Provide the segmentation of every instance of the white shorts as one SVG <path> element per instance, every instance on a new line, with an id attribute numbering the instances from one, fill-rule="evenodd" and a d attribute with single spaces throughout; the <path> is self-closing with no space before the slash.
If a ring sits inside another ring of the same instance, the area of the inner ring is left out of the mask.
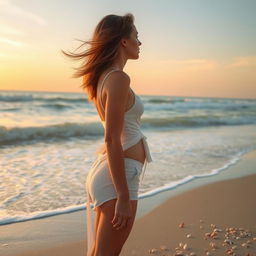
<path id="1" fill-rule="evenodd" d="M 135 159 L 125 157 L 124 165 L 130 200 L 138 200 L 143 164 Z M 97 206 L 104 202 L 117 198 L 106 155 L 100 154 L 93 163 L 86 178 L 86 189 L 94 211 Z"/>

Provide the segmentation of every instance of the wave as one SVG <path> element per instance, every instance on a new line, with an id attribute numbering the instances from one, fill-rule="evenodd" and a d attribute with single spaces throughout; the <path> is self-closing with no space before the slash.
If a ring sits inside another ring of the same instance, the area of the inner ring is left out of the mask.
<path id="1" fill-rule="evenodd" d="M 240 160 L 241 156 L 243 154 L 246 154 L 247 152 L 249 152 L 249 150 L 239 152 L 228 163 L 224 164 L 222 167 L 220 167 L 218 169 L 210 170 L 209 173 L 198 174 L 198 175 L 189 175 L 180 180 L 169 182 L 162 187 L 158 187 L 156 189 L 139 194 L 139 199 L 152 197 L 152 196 L 155 196 L 164 191 L 173 190 L 173 189 L 178 188 L 188 182 L 191 182 L 194 179 L 215 176 L 215 175 L 219 174 L 220 172 L 227 170 L 231 165 L 236 164 Z M 70 213 L 70 212 L 75 212 L 75 211 L 85 210 L 85 209 L 86 209 L 86 206 L 83 203 L 83 204 L 79 204 L 79 205 L 71 205 L 71 206 L 68 206 L 65 208 L 60 208 L 60 209 L 37 211 L 37 212 L 33 212 L 30 214 L 26 214 L 26 215 L 24 214 L 24 215 L 8 216 L 8 217 L 4 217 L 4 218 L 2 217 L 0 219 L 0 225 L 29 221 L 29 220 L 33 220 L 33 219 L 46 218 L 46 217 L 50 217 L 50 216 L 54 216 L 54 215 Z"/>
<path id="2" fill-rule="evenodd" d="M 13 128 L 0 126 L 0 145 L 100 136 L 103 135 L 103 131 L 100 123 L 63 123 L 39 127 Z"/>
<path id="3" fill-rule="evenodd" d="M 37 97 L 33 95 L 0 95 L 0 102 L 33 102 L 33 101 L 42 101 L 42 102 L 76 102 L 76 103 L 86 103 L 88 100 L 86 97 L 60 97 L 60 96 L 51 96 L 51 97 Z"/>
<path id="4" fill-rule="evenodd" d="M 256 119 L 252 116 L 217 116 L 217 115 L 202 115 L 202 116 L 175 116 L 167 118 L 144 118 L 143 126 L 146 128 L 193 128 L 204 126 L 219 126 L 219 125 L 245 125 L 256 124 Z"/>
<path id="5" fill-rule="evenodd" d="M 169 118 L 143 118 L 142 128 L 155 130 L 196 128 L 219 125 L 246 125 L 256 124 L 252 116 L 180 116 Z M 0 145 L 11 145 L 49 140 L 68 140 L 73 137 L 82 138 L 103 136 L 104 128 L 100 122 L 69 123 L 39 127 L 13 127 L 0 126 Z"/>

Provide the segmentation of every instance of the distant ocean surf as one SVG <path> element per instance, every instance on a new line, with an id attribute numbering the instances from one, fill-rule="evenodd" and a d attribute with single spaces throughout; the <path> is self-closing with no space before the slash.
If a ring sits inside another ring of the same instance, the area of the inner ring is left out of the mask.
<path id="1" fill-rule="evenodd" d="M 139 95 L 153 162 L 140 198 L 225 170 L 256 149 L 256 100 Z M 103 144 L 82 93 L 0 91 L 0 224 L 85 208 Z"/>

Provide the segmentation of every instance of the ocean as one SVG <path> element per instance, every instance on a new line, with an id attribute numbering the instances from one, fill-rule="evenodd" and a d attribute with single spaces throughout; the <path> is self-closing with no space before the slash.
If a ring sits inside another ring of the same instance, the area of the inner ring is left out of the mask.
<path id="1" fill-rule="evenodd" d="M 139 198 L 216 175 L 256 149 L 256 99 L 139 96 L 153 158 Z M 0 225 L 85 209 L 103 138 L 85 93 L 0 91 Z"/>

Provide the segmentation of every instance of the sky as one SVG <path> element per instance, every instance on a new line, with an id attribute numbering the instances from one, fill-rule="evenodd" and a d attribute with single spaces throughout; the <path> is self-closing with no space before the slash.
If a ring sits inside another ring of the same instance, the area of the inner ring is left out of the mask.
<path id="1" fill-rule="evenodd" d="M 255 0 L 0 0 L 0 90 L 83 92 L 61 53 L 108 14 L 132 13 L 141 95 L 256 98 Z"/>

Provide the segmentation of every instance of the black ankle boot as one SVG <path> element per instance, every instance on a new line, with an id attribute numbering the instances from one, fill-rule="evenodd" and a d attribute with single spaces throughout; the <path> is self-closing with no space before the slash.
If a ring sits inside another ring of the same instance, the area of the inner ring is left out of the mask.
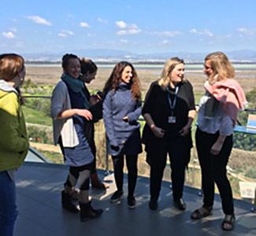
<path id="1" fill-rule="evenodd" d="M 95 219 L 102 214 L 102 209 L 95 209 L 91 205 L 91 201 L 88 203 L 80 202 L 80 220 L 82 222 L 86 221 L 89 219 Z"/>
<path id="2" fill-rule="evenodd" d="M 61 203 L 63 208 L 72 213 L 78 213 L 79 208 L 72 202 L 72 197 L 64 190 L 61 191 Z"/>

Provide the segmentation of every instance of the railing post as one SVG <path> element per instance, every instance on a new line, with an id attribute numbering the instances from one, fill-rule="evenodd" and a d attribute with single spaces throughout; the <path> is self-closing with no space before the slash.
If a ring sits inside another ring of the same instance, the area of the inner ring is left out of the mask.
<path id="1" fill-rule="evenodd" d="M 253 200 L 253 201 L 254 201 L 254 205 L 250 208 L 250 212 L 256 212 L 256 187 L 254 189 L 254 199 Z"/>
<path id="2" fill-rule="evenodd" d="M 108 148 L 108 139 L 106 135 L 106 155 L 105 155 L 105 175 L 110 175 L 109 168 L 109 148 Z"/>

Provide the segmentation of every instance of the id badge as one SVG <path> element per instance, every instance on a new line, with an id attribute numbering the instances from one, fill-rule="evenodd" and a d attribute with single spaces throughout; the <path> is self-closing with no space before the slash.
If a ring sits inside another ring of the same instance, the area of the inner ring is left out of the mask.
<path id="1" fill-rule="evenodd" d="M 176 116 L 169 116 L 168 117 L 168 123 L 169 124 L 175 124 L 176 123 Z"/>

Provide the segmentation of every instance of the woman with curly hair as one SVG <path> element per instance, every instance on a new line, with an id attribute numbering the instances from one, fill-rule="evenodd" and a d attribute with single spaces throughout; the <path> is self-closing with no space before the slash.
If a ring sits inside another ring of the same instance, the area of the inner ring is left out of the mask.
<path id="1" fill-rule="evenodd" d="M 136 201 L 134 190 L 137 179 L 138 154 L 142 152 L 138 118 L 141 114 L 139 80 L 133 65 L 127 61 L 116 65 L 103 89 L 103 120 L 109 153 L 112 156 L 117 190 L 111 202 L 118 202 L 124 194 L 124 157 L 128 171 L 128 206 Z"/>

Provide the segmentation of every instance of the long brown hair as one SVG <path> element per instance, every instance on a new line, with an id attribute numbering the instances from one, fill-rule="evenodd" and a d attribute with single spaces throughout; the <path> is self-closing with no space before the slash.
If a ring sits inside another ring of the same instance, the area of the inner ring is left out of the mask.
<path id="1" fill-rule="evenodd" d="M 137 76 L 137 72 L 134 68 L 133 65 L 128 61 L 121 61 L 118 62 L 113 72 L 106 81 L 104 88 L 103 93 L 106 95 L 106 93 L 111 90 L 117 90 L 118 88 L 118 85 L 121 81 L 122 72 L 125 67 L 130 66 L 132 70 L 132 78 L 130 81 L 131 83 L 131 90 L 132 94 L 133 100 L 140 100 L 141 99 L 141 90 L 140 90 L 140 83 L 139 80 L 139 77 Z"/>
<path id="2" fill-rule="evenodd" d="M 6 81 L 12 80 L 24 67 L 24 58 L 15 53 L 0 55 L 0 78 Z"/>

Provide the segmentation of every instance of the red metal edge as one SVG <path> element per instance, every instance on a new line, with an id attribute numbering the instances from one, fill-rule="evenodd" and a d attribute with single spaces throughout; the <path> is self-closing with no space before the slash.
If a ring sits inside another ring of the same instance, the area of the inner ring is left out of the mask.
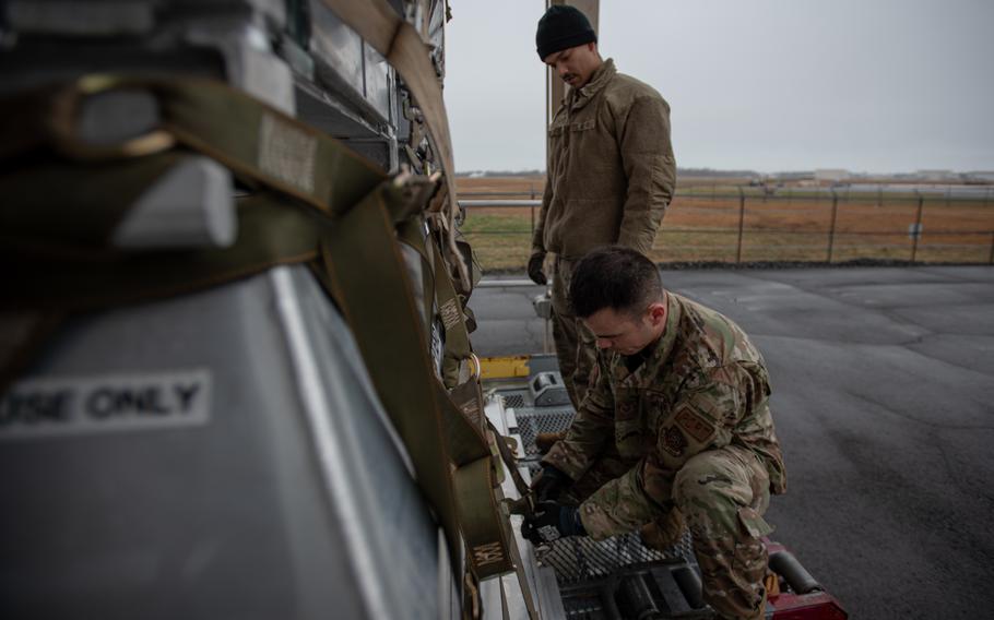
<path id="1" fill-rule="evenodd" d="M 786 551 L 780 542 L 762 538 L 767 550 Z M 842 609 L 836 597 L 824 591 L 808 594 L 794 594 L 784 592 L 770 596 L 770 606 L 773 608 L 773 620 L 845 620 L 849 613 Z"/>
<path id="2" fill-rule="evenodd" d="M 845 620 L 849 613 L 826 592 L 784 593 L 770 597 L 773 620 Z"/>

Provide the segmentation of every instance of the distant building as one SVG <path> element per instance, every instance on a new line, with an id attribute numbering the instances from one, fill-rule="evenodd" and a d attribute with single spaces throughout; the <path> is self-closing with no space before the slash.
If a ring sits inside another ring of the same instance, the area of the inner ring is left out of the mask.
<path id="1" fill-rule="evenodd" d="M 849 180 L 849 170 L 841 168 L 819 168 L 815 170 L 815 181 L 818 184 L 831 184 Z"/>
<path id="2" fill-rule="evenodd" d="M 974 183 L 994 183 L 994 170 L 973 170 L 963 176 Z"/>
<path id="3" fill-rule="evenodd" d="M 919 170 L 914 174 L 919 179 L 923 181 L 956 181 L 959 180 L 959 175 L 952 170 Z"/>

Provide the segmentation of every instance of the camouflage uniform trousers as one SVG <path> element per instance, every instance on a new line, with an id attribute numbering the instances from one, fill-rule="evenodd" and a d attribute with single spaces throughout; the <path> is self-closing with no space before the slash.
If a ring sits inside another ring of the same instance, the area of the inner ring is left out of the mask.
<path id="1" fill-rule="evenodd" d="M 610 450 L 560 500 L 580 504 L 632 466 Z M 766 467 L 749 450 L 708 450 L 693 456 L 676 473 L 672 499 L 655 520 L 665 527 L 673 516 L 670 510 L 676 508 L 682 513 L 700 565 L 703 600 L 721 618 L 764 617 L 768 553 L 761 537 L 771 532 L 762 518 L 770 502 L 769 486 Z"/>
<path id="2" fill-rule="evenodd" d="M 597 348 L 593 332 L 573 315 L 569 307 L 569 283 L 575 266 L 575 261 L 556 258 L 552 291 L 553 339 L 563 382 L 573 408 L 579 409 L 596 368 Z"/>

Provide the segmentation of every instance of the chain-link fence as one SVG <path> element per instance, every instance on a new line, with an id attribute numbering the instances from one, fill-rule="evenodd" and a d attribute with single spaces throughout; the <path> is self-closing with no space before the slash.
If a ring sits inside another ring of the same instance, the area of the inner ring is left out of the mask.
<path id="1" fill-rule="evenodd" d="M 534 191 L 462 193 L 484 271 L 523 271 Z M 994 188 L 682 188 L 651 258 L 662 263 L 857 260 L 994 264 Z"/>

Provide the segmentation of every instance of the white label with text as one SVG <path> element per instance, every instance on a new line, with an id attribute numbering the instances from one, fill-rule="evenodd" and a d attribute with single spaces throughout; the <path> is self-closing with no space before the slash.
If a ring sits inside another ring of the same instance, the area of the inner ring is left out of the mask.
<path id="1" fill-rule="evenodd" d="M 211 388 L 206 369 L 25 379 L 0 398 L 0 440 L 205 425 Z"/>

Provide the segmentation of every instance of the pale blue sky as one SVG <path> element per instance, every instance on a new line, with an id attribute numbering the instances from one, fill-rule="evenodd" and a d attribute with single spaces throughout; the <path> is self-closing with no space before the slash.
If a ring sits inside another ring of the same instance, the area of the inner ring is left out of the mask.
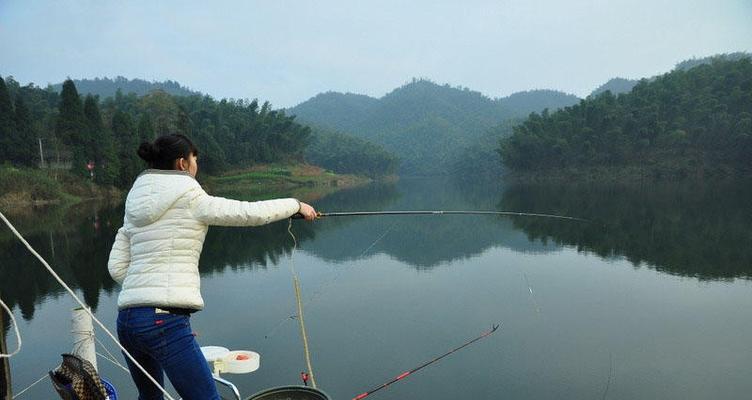
<path id="1" fill-rule="evenodd" d="M 378 97 L 412 77 L 585 96 L 733 51 L 752 51 L 750 0 L 0 0 L 2 76 L 173 79 L 275 107 L 327 90 Z"/>

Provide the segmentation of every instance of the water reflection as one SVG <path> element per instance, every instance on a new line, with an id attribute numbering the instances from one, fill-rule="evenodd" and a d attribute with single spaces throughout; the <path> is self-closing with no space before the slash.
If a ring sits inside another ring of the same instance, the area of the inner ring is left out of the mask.
<path id="1" fill-rule="evenodd" d="M 85 301 L 96 309 L 100 292 L 109 293 L 115 286 L 107 272 L 107 257 L 115 232 L 122 225 L 122 215 L 122 208 L 83 203 L 9 218 L 60 277 L 80 290 Z M 61 293 L 63 288 L 15 236 L 6 228 L 0 230 L 3 300 L 11 307 L 18 306 L 23 318 L 30 320 L 35 304 Z"/>
<path id="2" fill-rule="evenodd" d="M 501 200 L 499 200 L 501 199 Z M 293 225 L 299 246 L 327 262 L 346 263 L 386 254 L 430 269 L 482 254 L 492 247 L 551 252 L 561 246 L 634 265 L 700 279 L 752 276 L 752 186 L 749 184 L 466 185 L 403 180 L 341 191 L 316 201 L 323 211 L 398 209 L 503 209 L 589 218 L 582 224 L 540 218 L 477 216 L 329 218 Z M 96 309 L 115 283 L 107 257 L 122 205 L 86 203 L 12 216 L 21 232 L 61 277 Z M 212 228 L 201 273 L 266 268 L 292 249 L 287 223 L 239 229 Z M 0 230 L 0 296 L 23 317 L 63 289 L 11 235 Z"/>
<path id="3" fill-rule="evenodd" d="M 353 207 L 345 210 L 493 210 L 500 188 L 467 185 L 457 187 L 441 180 L 403 180 L 398 196 L 383 205 L 363 204 L 368 191 L 343 193 L 351 196 Z M 323 199 L 326 209 L 343 209 L 339 199 Z M 336 208 L 335 208 L 336 207 Z M 453 260 L 481 254 L 500 246 L 521 252 L 553 250 L 542 242 L 532 242 L 515 229 L 509 219 L 487 216 L 379 216 L 347 217 L 321 221 L 316 241 L 305 249 L 332 262 L 358 258 L 365 250 L 384 253 L 414 266 L 429 269 Z M 375 243 L 376 242 L 376 243 Z"/>
<path id="4" fill-rule="evenodd" d="M 700 279 L 752 277 L 750 182 L 664 185 L 519 184 L 499 207 L 588 218 L 591 224 L 515 218 L 531 240 Z"/>

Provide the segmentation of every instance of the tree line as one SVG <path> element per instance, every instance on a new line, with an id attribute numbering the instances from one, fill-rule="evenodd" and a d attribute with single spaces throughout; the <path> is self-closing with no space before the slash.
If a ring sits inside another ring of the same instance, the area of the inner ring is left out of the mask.
<path id="1" fill-rule="evenodd" d="M 752 61 L 716 59 L 642 80 L 629 93 L 532 113 L 498 152 L 518 172 L 752 173 Z"/>
<path id="2" fill-rule="evenodd" d="M 144 168 L 138 145 L 170 133 L 185 134 L 196 143 L 201 169 L 209 174 L 258 163 L 303 162 L 312 141 L 308 126 L 268 102 L 175 96 L 161 90 L 144 96 L 118 90 L 100 100 L 79 94 L 70 79 L 58 93 L 53 87 L 21 86 L 12 77 L 0 77 L 0 163 L 51 163 L 82 177 L 91 176 L 87 166 L 93 165 L 96 183 L 128 187 Z M 369 165 L 377 175 L 391 173 L 391 156 L 373 156 L 371 150 L 363 144 L 355 152 L 353 146 L 347 148 L 356 158 L 384 157 L 383 166 L 377 161 Z M 359 172 L 354 163 L 348 165 L 349 170 L 339 172 Z"/>

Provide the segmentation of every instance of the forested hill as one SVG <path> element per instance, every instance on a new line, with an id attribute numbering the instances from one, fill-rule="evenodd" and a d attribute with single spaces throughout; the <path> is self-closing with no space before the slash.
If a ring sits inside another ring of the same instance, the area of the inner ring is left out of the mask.
<path id="1" fill-rule="evenodd" d="M 329 92 L 287 113 L 382 145 L 401 159 L 402 174 L 434 175 L 450 171 L 463 149 L 502 121 L 577 101 L 555 91 L 493 100 L 467 88 L 414 79 L 379 99 Z"/>
<path id="2" fill-rule="evenodd" d="M 135 93 L 137 96 L 145 96 L 154 90 L 161 90 L 173 96 L 193 96 L 201 95 L 200 92 L 188 89 L 180 83 L 166 80 L 163 82 L 149 82 L 143 79 L 127 79 L 118 76 L 115 79 L 94 78 L 94 79 L 73 79 L 78 92 L 82 95 L 90 94 L 99 96 L 104 99 L 115 96 L 118 89 L 123 94 Z M 63 89 L 63 84 L 52 85 L 52 89 L 58 93 Z"/>
<path id="3" fill-rule="evenodd" d="M 752 54 L 745 53 L 745 52 L 735 52 L 735 53 L 728 53 L 728 54 L 717 54 L 714 56 L 709 57 L 702 57 L 702 58 L 690 58 L 689 60 L 684 60 L 674 67 L 675 70 L 684 70 L 688 71 L 694 67 L 698 67 L 700 65 L 706 65 L 711 64 L 714 61 L 737 61 L 741 60 L 742 58 L 749 58 L 752 57 Z M 646 78 L 647 80 L 654 80 L 656 77 L 652 78 Z M 603 85 L 599 86 L 595 90 L 593 90 L 590 93 L 590 96 L 597 96 L 605 91 L 610 91 L 611 94 L 620 94 L 620 93 L 628 93 L 632 90 L 635 85 L 639 82 L 638 79 L 625 79 L 625 78 L 613 78 L 610 79 L 608 82 L 604 83 Z"/>
<path id="4" fill-rule="evenodd" d="M 752 59 L 675 69 L 630 93 L 533 114 L 499 151 L 520 172 L 752 174 Z"/>

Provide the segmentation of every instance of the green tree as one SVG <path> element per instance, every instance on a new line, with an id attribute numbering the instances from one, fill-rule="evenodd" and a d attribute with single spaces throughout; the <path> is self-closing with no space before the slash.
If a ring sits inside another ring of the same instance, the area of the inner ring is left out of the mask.
<path id="1" fill-rule="evenodd" d="M 111 185 L 118 175 L 119 160 L 112 133 L 105 129 L 102 114 L 99 112 L 97 99 L 87 95 L 84 100 L 84 118 L 86 122 L 86 137 L 84 154 L 95 163 L 95 178 L 97 183 Z"/>
<path id="2" fill-rule="evenodd" d="M 37 164 L 38 156 L 36 154 L 36 140 L 31 113 L 20 94 L 16 96 L 15 125 L 16 131 L 12 137 L 11 145 L 7 149 L 10 154 L 9 158 L 18 165 L 34 166 Z"/>
<path id="3" fill-rule="evenodd" d="M 119 110 L 115 111 L 112 116 L 112 134 L 117 143 L 118 159 L 120 160 L 120 170 L 115 185 L 127 188 L 143 168 L 143 162 L 137 153 L 138 132 L 136 132 L 133 119 L 129 114 Z"/>
<path id="4" fill-rule="evenodd" d="M 8 151 L 12 147 L 14 132 L 13 104 L 5 80 L 0 77 L 0 161 L 10 158 Z"/>
<path id="5" fill-rule="evenodd" d="M 63 82 L 60 92 L 60 105 L 55 123 L 55 136 L 72 154 L 72 171 L 76 175 L 86 176 L 86 164 L 90 161 L 86 154 L 86 126 L 81 98 L 72 80 Z"/>
<path id="6" fill-rule="evenodd" d="M 151 142 L 156 139 L 154 133 L 154 123 L 148 113 L 141 114 L 138 119 L 138 138 L 141 142 Z"/>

Problem statement
Copy the stretch of the records from the line that contains "Provide the segmentation of every instance of the sky" through the line that contains "61 203 L 63", including both of those lines, and leave the pictures out.

Problem solution
Provide the segmentation of every instance of the sky as one SVG <path> element per instance, every instance on a new line, with an id attribute numbering the instances from one, fill-rule="evenodd" and a d attribute with single spaces throughout; the <path> is self-closing with no space before the slash.
If a ring sits inside another ring of the same instance, the area of the inner ring is left out of the mask.
<path id="1" fill-rule="evenodd" d="M 255 0 L 0 0 L 0 90 L 83 92 L 61 53 L 108 14 L 132 13 L 141 95 L 256 98 Z"/>

Provide the segmentation of every instance of the black ankle boot as one SVG <path> element per instance, every instance on a new line, with an id attribute numbering the instances from one, fill-rule="evenodd" and a d attribute with single spaces throughout; the <path> is self-closing with no space before the slash.
If a ring sits inside another ring of the same instance, the area of the inner ring is left out of the mask.
<path id="1" fill-rule="evenodd" d="M 95 219 L 102 214 L 102 209 L 95 209 L 91 205 L 91 201 L 88 203 L 80 202 L 80 220 L 82 222 L 86 221 L 89 219 Z"/>
<path id="2" fill-rule="evenodd" d="M 61 203 L 63 208 L 72 213 L 78 213 L 79 208 L 72 202 L 72 197 L 64 190 L 61 191 Z"/>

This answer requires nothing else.